* Document extract

start

Re: 17.2.2: all MGRs crashing in fresh cephadm install

Carlos Mogas da Silva <r3pek@xxxxxxxxx> · Thu, 28 Jul 2022 16:37:39 +0100



ceph mgr fail did clear up the error on the dashboard saying the mgr is in failed state on ceph01,
ceph orch ps still shows mgr.ceph01.* as errored and doesn't refresh (15h ago)

On Thu, 2022-07-28 at 11:06 -0400, Adam King wrote:
> I've just taken another look at the orch ps output you posted and noticed that the REFRESHED
> column is reporting "62m sgo". That makes it seem like the issue is that cephadm isn't actually
> running its normal operations (it should refresh daemons every 10 minutes by default). I guess
> maybe we should see if it's logged anything that might tell us where it's stuck "ceph log last 200
> cephadm" . To try and get things unstuck, the typical solution is to just run "ceph mgr fail"
> which will start the other mgr as active and put the current active to standby effectively
> "rebooting" cephadm. If it was a transient issue that was causing cephadm to get stuck that would
> resolve it. I think (but I'm not certain) that the dashboard might be getting some of its daemon
> info from cephadm so it being in error there as well might not actually mean much.
> 
> On Thu, Jul 28, 2022 at 10:44 AM Carlos Mogas da Silva <r3pek@xxxxxxxxx> wrote:
> > Yes, cephadm and ceph01 both have mgr's running (the ones with the fix). The "error" is that the
> > ceph01 one is actually
> > running but from "ceph orch"'s perspective, it looks like it's not. Even on the dashboard the
> > daemon
> > shows as errored but it's running (confirmed via podman and systemctl).
> > My take is that something is not communicating some information with "cephadm" but I don't know
> > what. ceph itself knows the mgr is running since it clearly says it's on standby.
> > 
> > 
> > On Wed, 2022-07-27 at 21:09 -0400, Adam King wrote:
> > > What actual hosts are meant to have a mgr here? The naming makes it look as if it thinks
> > > there's a
> > > host "ceph01" and a host "cephadm" and both have 1 mgr. Is that actually correct or is that
> > > aspect
> > > also messed up?
> > > 
> > > Beyond that, you could try manually placing a copy of the cephadm script on each host and
> > > running
> > > "cephadm ls" and see what it gives you. That's how the "ceph orch ps" info is gathered so if
> > > the
> > > output of that looked strange it might tell us something useful.
> > > 
> > > On Wed, Jul 27, 2022 at 8:58 PM Carlos Mogas da Silva <r3pek@xxxxxxxxx> wrote:
> > > > I just build a Ceph cluster and was, unfortunately hit by this :(
> > > > 
> > > > I managed to restart the mgrs (2 of them) by manually editing the
> > > > /var/run/ceph/<cluster>/mgr.<name>/unit.run.

end

* Stated exercise A
List every line of the records that contains the string "tall", matching case exactly.
The records have no connection to the Ceph thread above.

[Entries drawn from a collection]
start

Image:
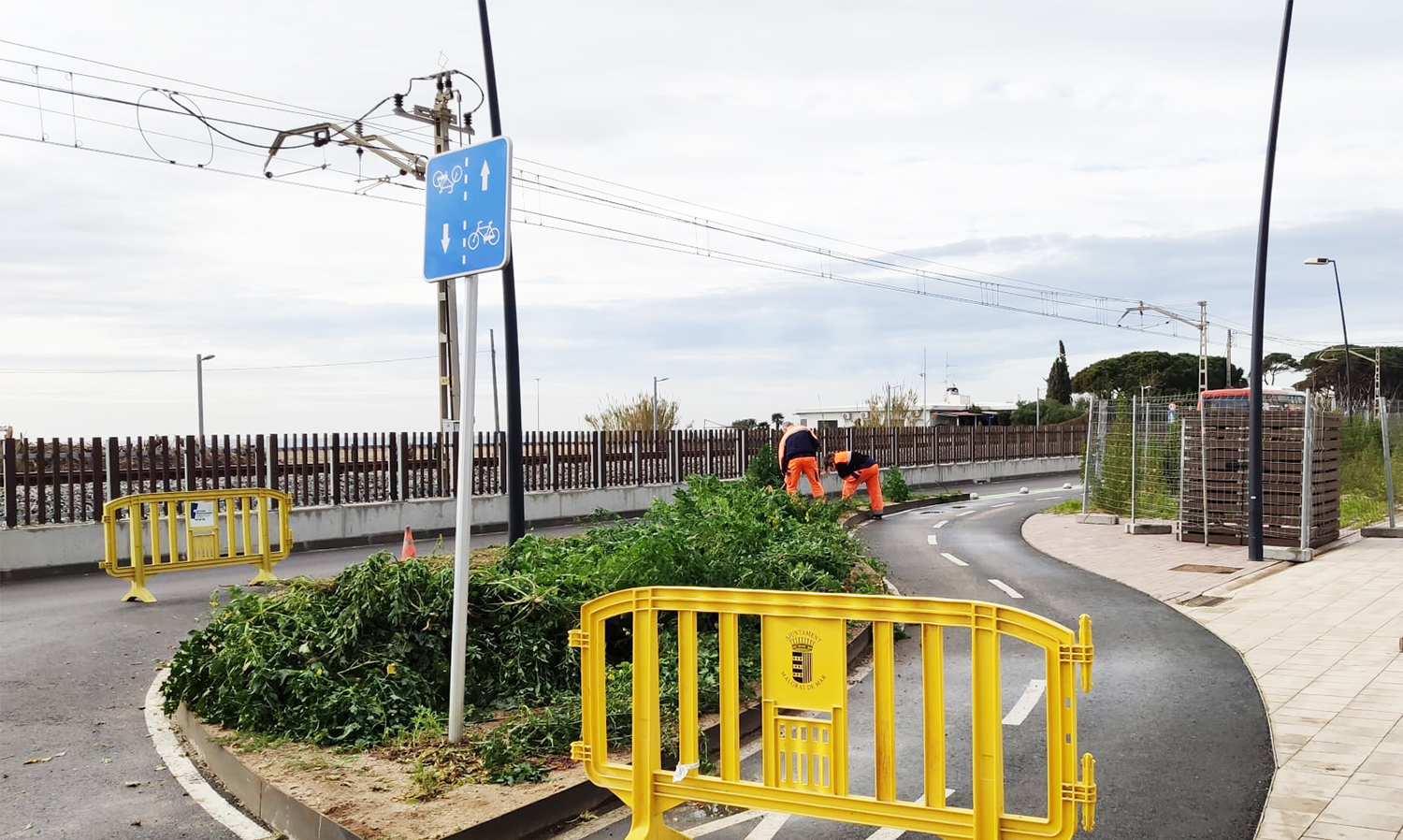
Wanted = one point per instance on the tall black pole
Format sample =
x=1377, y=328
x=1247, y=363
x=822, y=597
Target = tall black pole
x=1259, y=302
x=1349, y=392
x=515, y=494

end

* Stated exercise B
Translate this sentence from the Ceph mailing-list thread into Spanish: "That makes it seem like the issue is that cephadm isn't actually running its normal operations (it should refresh daemons every 10 minutes by default)."

* Full solution A
Wanted = one point per instance on the tall black pole
Target = tall black pole

* Full solution B
Eso hace que parezca que el problema es que cephadm en realidad no está ejecutando sus operaciones normales (debería actualizar los daemons cada 10 minutos de forma predeterminada).